● EXERCISE DETAILS: An exact transcription of every entry is required, with the images left out.

Image-backed grounding data:
# # # # #

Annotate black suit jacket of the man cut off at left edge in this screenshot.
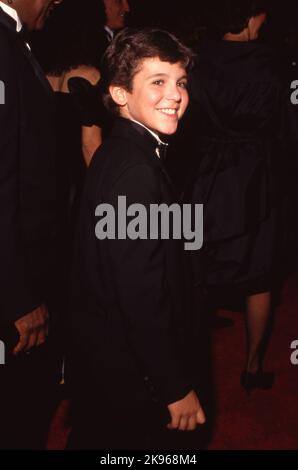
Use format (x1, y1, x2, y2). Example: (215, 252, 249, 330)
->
(0, 8, 56, 325)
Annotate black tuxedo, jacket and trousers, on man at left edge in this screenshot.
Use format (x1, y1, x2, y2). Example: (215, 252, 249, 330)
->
(0, 8, 60, 448)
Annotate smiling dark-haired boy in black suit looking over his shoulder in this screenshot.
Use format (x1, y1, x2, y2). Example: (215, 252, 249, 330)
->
(69, 29, 205, 449)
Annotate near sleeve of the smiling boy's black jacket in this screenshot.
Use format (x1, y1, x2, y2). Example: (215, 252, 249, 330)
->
(101, 164, 192, 404)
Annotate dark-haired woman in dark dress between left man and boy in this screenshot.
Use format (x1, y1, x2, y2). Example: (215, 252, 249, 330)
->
(32, 0, 105, 395)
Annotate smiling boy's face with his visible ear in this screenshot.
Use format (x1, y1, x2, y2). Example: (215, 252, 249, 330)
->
(110, 57, 188, 135)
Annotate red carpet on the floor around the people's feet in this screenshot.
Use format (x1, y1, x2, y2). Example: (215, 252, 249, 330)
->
(48, 274, 298, 450)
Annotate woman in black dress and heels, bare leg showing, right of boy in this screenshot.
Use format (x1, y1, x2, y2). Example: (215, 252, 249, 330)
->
(191, 0, 288, 393)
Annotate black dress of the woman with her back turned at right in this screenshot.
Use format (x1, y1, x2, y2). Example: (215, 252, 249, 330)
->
(187, 41, 286, 294)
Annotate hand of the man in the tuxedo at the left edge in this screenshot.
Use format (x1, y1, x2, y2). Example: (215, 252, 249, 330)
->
(13, 304, 49, 354)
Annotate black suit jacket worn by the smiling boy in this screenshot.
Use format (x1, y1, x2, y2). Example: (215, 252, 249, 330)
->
(70, 118, 192, 404)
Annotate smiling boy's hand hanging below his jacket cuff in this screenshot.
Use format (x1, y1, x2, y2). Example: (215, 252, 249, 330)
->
(167, 390, 206, 431)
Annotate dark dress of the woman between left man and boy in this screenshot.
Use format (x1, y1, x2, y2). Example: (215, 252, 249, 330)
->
(54, 81, 106, 374)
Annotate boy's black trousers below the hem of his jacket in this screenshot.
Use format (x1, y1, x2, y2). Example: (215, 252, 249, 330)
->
(67, 396, 202, 451)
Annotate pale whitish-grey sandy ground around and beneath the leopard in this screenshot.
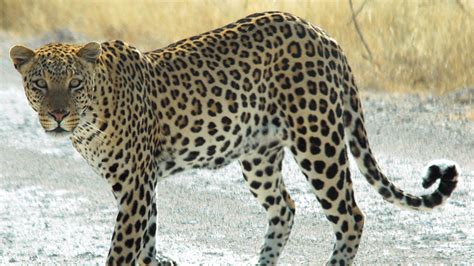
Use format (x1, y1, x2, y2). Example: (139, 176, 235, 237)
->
(0, 33, 474, 265)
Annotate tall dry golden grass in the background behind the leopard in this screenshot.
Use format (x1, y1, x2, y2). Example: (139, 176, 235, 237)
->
(0, 0, 474, 92)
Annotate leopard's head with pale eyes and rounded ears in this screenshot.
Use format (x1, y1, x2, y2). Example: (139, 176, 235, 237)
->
(10, 42, 101, 135)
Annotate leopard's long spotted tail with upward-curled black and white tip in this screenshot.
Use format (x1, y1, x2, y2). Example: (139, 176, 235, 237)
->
(341, 57, 460, 210)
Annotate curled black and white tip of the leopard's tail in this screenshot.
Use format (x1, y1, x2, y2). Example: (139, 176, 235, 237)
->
(422, 160, 459, 189)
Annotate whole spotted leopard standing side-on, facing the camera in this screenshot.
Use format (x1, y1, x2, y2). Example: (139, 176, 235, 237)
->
(10, 11, 460, 265)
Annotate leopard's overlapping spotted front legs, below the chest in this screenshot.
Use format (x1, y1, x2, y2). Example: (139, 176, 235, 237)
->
(107, 166, 176, 265)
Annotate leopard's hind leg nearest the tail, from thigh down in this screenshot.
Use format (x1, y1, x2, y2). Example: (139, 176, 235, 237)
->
(292, 138, 364, 265)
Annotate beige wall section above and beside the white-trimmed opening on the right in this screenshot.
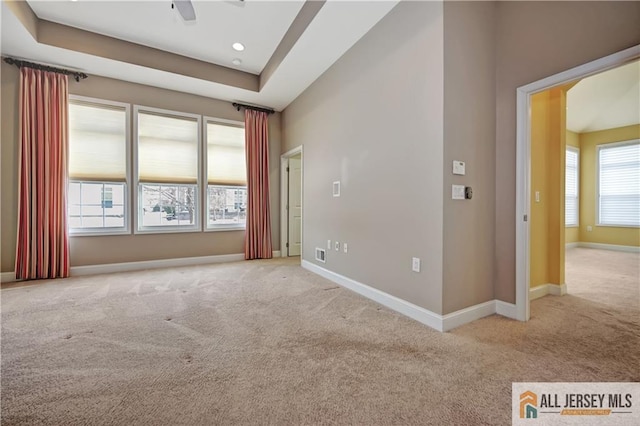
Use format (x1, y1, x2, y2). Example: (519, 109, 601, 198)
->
(495, 1, 640, 303)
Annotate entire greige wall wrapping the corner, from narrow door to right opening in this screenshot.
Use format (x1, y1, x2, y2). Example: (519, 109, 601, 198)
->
(283, 2, 640, 314)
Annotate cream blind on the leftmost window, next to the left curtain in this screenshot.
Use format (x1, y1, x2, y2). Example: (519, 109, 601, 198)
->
(69, 99, 127, 182)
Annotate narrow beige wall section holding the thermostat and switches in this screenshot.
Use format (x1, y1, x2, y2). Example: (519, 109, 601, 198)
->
(443, 2, 495, 314)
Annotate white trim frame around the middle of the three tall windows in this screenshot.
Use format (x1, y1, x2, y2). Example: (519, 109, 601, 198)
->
(131, 105, 204, 235)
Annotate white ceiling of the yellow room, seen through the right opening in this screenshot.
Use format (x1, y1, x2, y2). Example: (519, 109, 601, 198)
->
(567, 61, 640, 133)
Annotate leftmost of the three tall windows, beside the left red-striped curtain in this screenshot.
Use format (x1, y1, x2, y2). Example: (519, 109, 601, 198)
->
(68, 96, 129, 235)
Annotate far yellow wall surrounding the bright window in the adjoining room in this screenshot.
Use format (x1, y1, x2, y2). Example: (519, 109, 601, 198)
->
(580, 125, 640, 247)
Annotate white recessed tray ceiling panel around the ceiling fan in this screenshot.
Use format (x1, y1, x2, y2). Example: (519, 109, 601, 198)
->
(27, 0, 304, 74)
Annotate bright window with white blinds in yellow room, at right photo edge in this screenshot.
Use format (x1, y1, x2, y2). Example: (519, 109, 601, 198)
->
(598, 141, 640, 226)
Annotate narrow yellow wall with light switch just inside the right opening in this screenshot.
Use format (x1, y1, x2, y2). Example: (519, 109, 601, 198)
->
(529, 88, 566, 287)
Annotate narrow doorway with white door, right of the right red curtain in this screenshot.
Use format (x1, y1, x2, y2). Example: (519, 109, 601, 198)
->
(280, 146, 303, 257)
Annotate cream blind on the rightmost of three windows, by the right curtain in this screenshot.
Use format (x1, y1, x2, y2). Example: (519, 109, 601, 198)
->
(207, 122, 247, 186)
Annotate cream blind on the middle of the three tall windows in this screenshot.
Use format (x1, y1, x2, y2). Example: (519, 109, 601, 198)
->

# # # # #

● RESPONSE AREA:
Annotate black suit jacket of the man cut off at left edge in this screenshot.
Use format (x1, y1, x2, y2). Example: (215, 252, 249, 330)
->
(0, 8, 56, 325)
Annotate black tuxedo, jacket and trousers, on man at left edge in this screenshot.
Use format (x1, y1, x2, y2). Example: (215, 252, 249, 330)
->
(0, 8, 60, 448)
Annotate smiling dark-haired boy in black suit looking over his shoulder in this screenshot.
Use format (x1, y1, x2, y2). Example: (215, 252, 249, 330)
->
(69, 29, 205, 449)
Annotate near sleeve of the smiling boy's black jacket in this screenshot.
Use format (x1, y1, x2, y2). Example: (215, 252, 249, 330)
->
(101, 164, 192, 404)
Annotate dark-haired woman in dark dress between left man and boy in this screenshot.
Use format (x1, y1, x2, y2). Example: (215, 252, 249, 330)
->
(32, 0, 105, 395)
Annotate smiling boy's face with his visible ear in this screenshot.
Use format (x1, y1, x2, y2). Example: (215, 252, 249, 330)
->
(110, 57, 188, 135)
Annotate red carpet on the floor around the people's feet in this screenshot.
Use format (x1, y1, x2, y2). Example: (215, 252, 249, 330)
->
(48, 274, 298, 450)
Annotate woman in black dress and heels, bare leg showing, right of boy in this screenshot.
Use format (x1, y1, x2, y2). Example: (215, 252, 249, 330)
->
(191, 0, 288, 393)
Annotate black dress of the woman with her back turned at right in this screenshot.
Use format (x1, y1, x2, y2). Example: (215, 252, 249, 330)
->
(187, 41, 286, 294)
Annotate hand of the man in the tuxedo at the left edge in this screenshot.
Use format (x1, y1, x2, y2). Example: (215, 252, 249, 330)
->
(13, 304, 49, 354)
Annotate black suit jacket worn by the smiling boy in this screenshot.
Use format (x1, y1, x2, y2). Example: (215, 252, 249, 330)
->
(70, 118, 192, 404)
Annotate smiling boy's hand hanging below his jacket cuff in this screenshot.
Use format (x1, y1, x2, y2). Example: (215, 252, 249, 330)
->
(167, 390, 206, 431)
Annotate dark dress of the woman between left man and boy in this screenshot.
Use format (x1, y1, x2, y2). Example: (215, 252, 249, 330)
->
(54, 81, 106, 374)
Annotate boy's black trousers below the hem of his jacket in this screenshot.
Use format (x1, y1, x2, y2). Example: (215, 252, 249, 330)
->
(67, 396, 202, 451)
Annotate pale whitish-grey sandy ground around and beneath the leopard in this screenshot.
Use format (x1, y1, x2, y2). Example: (139, 176, 235, 237)
->
(0, 33, 474, 265)
Annotate tall dry golden grass in the background behind the leopard in this screenshot.
Use format (x1, y1, x2, y2). Example: (139, 176, 235, 237)
->
(0, 0, 474, 92)
Annotate leopard's head with pale eyes and rounded ears in this screenshot.
Use format (x1, y1, x2, y2). Example: (139, 176, 235, 237)
->
(10, 42, 101, 135)
Annotate leopard's long spotted tail with upward-curled black and white tip in this screenshot.
Use format (x1, y1, x2, y2). Example: (139, 176, 235, 237)
->
(341, 57, 460, 210)
Annotate curled black and white tip of the leopard's tail in this screenshot.
Use format (x1, y1, x2, y2). Example: (139, 176, 235, 237)
->
(422, 160, 459, 189)
Annotate whole spotted leopard standing side-on, facing the camera in this screenshot.
Use format (x1, y1, x2, y2). Example: (139, 176, 235, 237)
->
(10, 11, 460, 265)
Annotate leopard's overlapping spotted front legs, below the chest in this screenshot.
Use format (x1, y1, x2, y2). Example: (139, 176, 235, 237)
->
(107, 166, 176, 265)
Annotate leopard's hind leg nearest the tail, from thigh down in this screenshot.
Use format (x1, y1, x2, y2). Example: (139, 176, 235, 237)
->
(292, 138, 364, 265)
Annotate beige wall section above and beside the white-trimmed opening on the right in this screenshot.
Use format (x1, y1, x2, y2). Example: (519, 109, 601, 198)
->
(495, 1, 640, 303)
Annotate entire greige wall wrapping the corner, from narrow door to right opening in this screenshot.
Use format (x1, y1, x2, y2). Example: (519, 109, 601, 198)
->
(283, 2, 640, 314)
Annotate cream blind on the leftmost window, next to the left curtain in this screenshot.
Use format (x1, y1, x2, y2). Example: (519, 109, 601, 198)
->
(69, 99, 127, 182)
Annotate narrow beige wall section holding the thermostat and switches in this screenshot.
Use format (x1, y1, x2, y2). Example: (519, 109, 601, 198)
->
(443, 2, 495, 314)
Annotate white trim frame around the middle of the three tall windows in this screenshot.
Use format (x1, y1, x2, y2). Example: (519, 109, 601, 198)
->
(131, 105, 204, 235)
Annotate white ceiling of the yellow room, seen through the right opening in this screenshot.
Use format (x1, y1, x2, y2). Example: (519, 109, 601, 198)
->
(567, 61, 640, 133)
Annotate leftmost of the three tall windows, beside the left red-striped curtain in this screenshot.
Use format (x1, y1, x2, y2). Example: (519, 109, 601, 198)
->
(68, 96, 129, 235)
Annotate far yellow wall surrounding the bright window in the adjoining room in this screenshot.
Use format (x1, y1, x2, y2). Example: (519, 109, 601, 198)
->
(580, 125, 640, 247)
Annotate white recessed tray ceiling panel around the ceiling fan in this screenshot.
Use format (x1, y1, x2, y2). Example: (519, 109, 601, 198)
->
(27, 0, 304, 74)
Annotate bright window with white blinds in yellow room, at right photo edge in this screenshot.
Use format (x1, y1, x2, y2). Example: (519, 109, 601, 198)
->
(598, 141, 640, 226)
Annotate narrow yellow wall with light switch just inside the right opening in this screenshot.
Use format (x1, y1, x2, y2). Example: (519, 109, 601, 198)
->
(529, 88, 566, 287)
Annotate narrow doorway with white door, right of the right red curtain in this screenshot.
Use format (x1, y1, x2, y2). Example: (519, 109, 601, 198)
->
(280, 146, 303, 257)
Annotate cream blind on the rightmost of three windows, by the right curtain in this screenshot.
Use format (x1, y1, x2, y2). Example: (519, 109, 601, 198)
->
(207, 122, 247, 186)
Annotate cream blind on the middle of the three tall windows in this screenshot.
Use format (x1, y1, x2, y2). Example: (519, 109, 601, 198)
->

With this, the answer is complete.